*Your task*:
Print the rows verbatim, beginning at the start of the rows and ending with the line that contains "x=149 y=274", including that line. Leave the pictures out of your answer.
-- BEGIN --
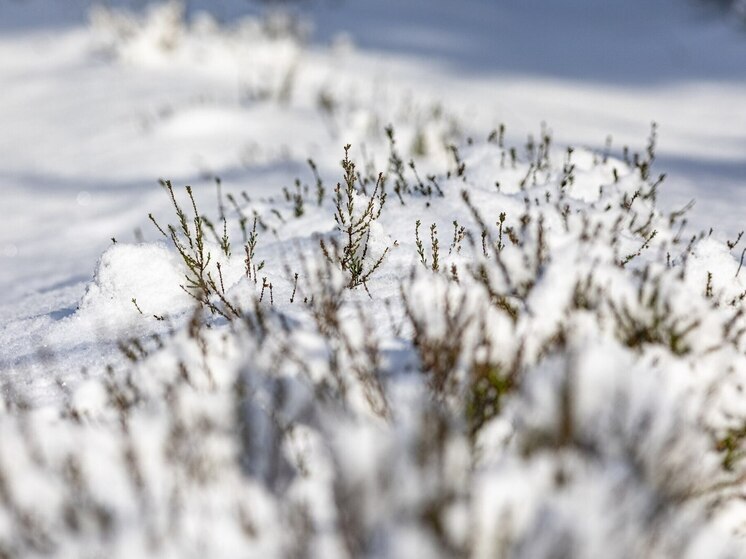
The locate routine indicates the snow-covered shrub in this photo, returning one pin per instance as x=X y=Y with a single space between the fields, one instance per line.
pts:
x=535 y=362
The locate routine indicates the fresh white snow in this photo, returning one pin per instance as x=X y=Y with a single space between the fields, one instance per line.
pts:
x=514 y=353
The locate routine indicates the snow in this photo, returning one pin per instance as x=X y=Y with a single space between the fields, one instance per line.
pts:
x=513 y=353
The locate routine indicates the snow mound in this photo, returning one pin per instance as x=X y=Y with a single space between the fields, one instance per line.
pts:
x=149 y=274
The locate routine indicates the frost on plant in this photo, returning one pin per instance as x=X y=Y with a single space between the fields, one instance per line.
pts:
x=561 y=374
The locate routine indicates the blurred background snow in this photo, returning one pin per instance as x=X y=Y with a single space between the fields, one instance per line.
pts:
x=93 y=115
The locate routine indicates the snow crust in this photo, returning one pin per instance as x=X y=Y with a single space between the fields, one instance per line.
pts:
x=545 y=366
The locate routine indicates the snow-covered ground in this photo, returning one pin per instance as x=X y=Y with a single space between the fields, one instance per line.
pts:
x=578 y=358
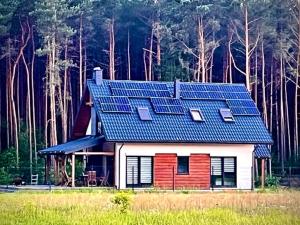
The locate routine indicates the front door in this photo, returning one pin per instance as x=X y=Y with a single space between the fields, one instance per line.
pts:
x=139 y=171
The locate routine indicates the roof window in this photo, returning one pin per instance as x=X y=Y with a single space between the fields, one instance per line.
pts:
x=226 y=115
x=144 y=113
x=196 y=114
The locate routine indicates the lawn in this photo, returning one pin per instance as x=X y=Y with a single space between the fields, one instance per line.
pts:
x=98 y=207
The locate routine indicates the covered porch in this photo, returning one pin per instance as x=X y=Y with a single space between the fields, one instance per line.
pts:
x=262 y=154
x=96 y=167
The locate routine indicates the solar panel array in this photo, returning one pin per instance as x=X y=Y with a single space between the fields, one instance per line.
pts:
x=167 y=105
x=139 y=89
x=242 y=107
x=213 y=92
x=115 y=104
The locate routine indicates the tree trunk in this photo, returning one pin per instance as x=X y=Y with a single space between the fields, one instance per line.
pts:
x=282 y=117
x=29 y=118
x=158 y=52
x=80 y=58
x=111 y=50
x=150 y=74
x=145 y=65
x=201 y=46
x=23 y=45
x=247 y=47
x=128 y=55
x=264 y=101
x=46 y=85
x=33 y=98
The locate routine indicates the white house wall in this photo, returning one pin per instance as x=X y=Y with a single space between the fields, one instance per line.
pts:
x=243 y=153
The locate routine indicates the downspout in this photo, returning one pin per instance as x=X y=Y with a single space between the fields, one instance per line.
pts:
x=120 y=165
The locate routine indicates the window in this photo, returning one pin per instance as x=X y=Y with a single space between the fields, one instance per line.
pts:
x=144 y=113
x=223 y=171
x=182 y=164
x=197 y=114
x=139 y=171
x=226 y=115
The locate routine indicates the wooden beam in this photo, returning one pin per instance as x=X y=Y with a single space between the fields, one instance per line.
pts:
x=73 y=170
x=95 y=153
x=263 y=173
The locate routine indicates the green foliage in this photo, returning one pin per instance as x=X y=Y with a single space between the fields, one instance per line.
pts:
x=122 y=200
x=66 y=207
x=5 y=177
x=272 y=181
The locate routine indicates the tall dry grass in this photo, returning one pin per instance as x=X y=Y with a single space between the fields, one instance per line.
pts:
x=69 y=207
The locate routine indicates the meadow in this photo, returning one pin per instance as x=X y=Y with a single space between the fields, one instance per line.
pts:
x=99 y=207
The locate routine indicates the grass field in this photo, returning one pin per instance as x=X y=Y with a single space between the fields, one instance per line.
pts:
x=97 y=207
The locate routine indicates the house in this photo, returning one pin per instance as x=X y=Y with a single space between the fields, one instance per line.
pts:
x=169 y=135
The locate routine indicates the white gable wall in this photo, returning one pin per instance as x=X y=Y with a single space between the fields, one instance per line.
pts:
x=243 y=153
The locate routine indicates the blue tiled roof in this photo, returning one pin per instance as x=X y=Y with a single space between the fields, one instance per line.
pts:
x=262 y=151
x=178 y=128
x=73 y=146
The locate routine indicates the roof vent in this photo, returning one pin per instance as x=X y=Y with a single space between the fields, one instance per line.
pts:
x=197 y=115
x=226 y=115
x=177 y=88
x=144 y=113
x=98 y=75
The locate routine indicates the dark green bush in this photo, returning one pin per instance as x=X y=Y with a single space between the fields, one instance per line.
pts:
x=122 y=200
x=5 y=177
x=272 y=181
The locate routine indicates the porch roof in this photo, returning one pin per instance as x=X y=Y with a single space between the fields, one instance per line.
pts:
x=262 y=152
x=72 y=146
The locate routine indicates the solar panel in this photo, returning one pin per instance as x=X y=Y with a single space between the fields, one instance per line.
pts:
x=167 y=105
x=241 y=103
x=216 y=95
x=139 y=89
x=212 y=88
x=188 y=95
x=115 y=104
x=202 y=95
x=246 y=111
x=242 y=107
x=144 y=113
x=117 y=85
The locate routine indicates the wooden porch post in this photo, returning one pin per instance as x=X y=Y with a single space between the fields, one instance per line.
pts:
x=270 y=167
x=263 y=173
x=73 y=170
x=47 y=172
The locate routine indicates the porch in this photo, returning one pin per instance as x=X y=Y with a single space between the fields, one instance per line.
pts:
x=88 y=161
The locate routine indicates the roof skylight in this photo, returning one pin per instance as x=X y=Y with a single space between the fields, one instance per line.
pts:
x=144 y=113
x=196 y=114
x=226 y=115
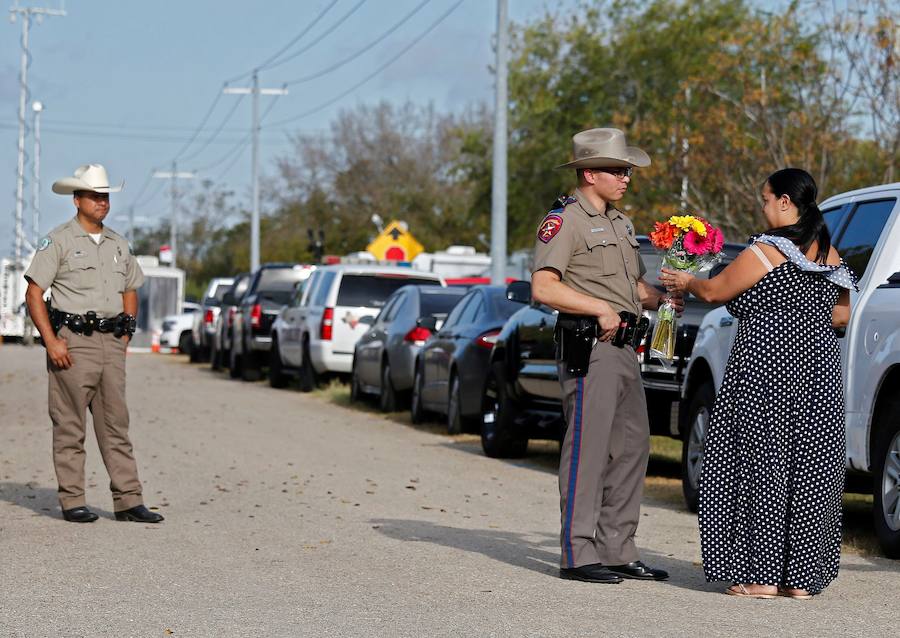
-- END --
*Worked answer*:
The locate routine indicates the snow-covered shrub in this photo, returning one pin per instance as x=X y=Y with a single space between the fields, one instance per line.
pts:
x=535 y=362
The locate routine indicates the fresh white snow in this photo, returning one pin per instance as x=X y=Y with a single space between the fields, one instance per line.
pts:
x=514 y=353
The locate routine indicates the snow in this photo, returning one pin per instance as x=X y=Y with a single space between the fields, one instance per line.
pts:
x=513 y=353
The locate routine indicates the snow mound in this photo, returning one pin per instance as x=X y=Y with a single space between the fields, one instance per line.
pts:
x=149 y=274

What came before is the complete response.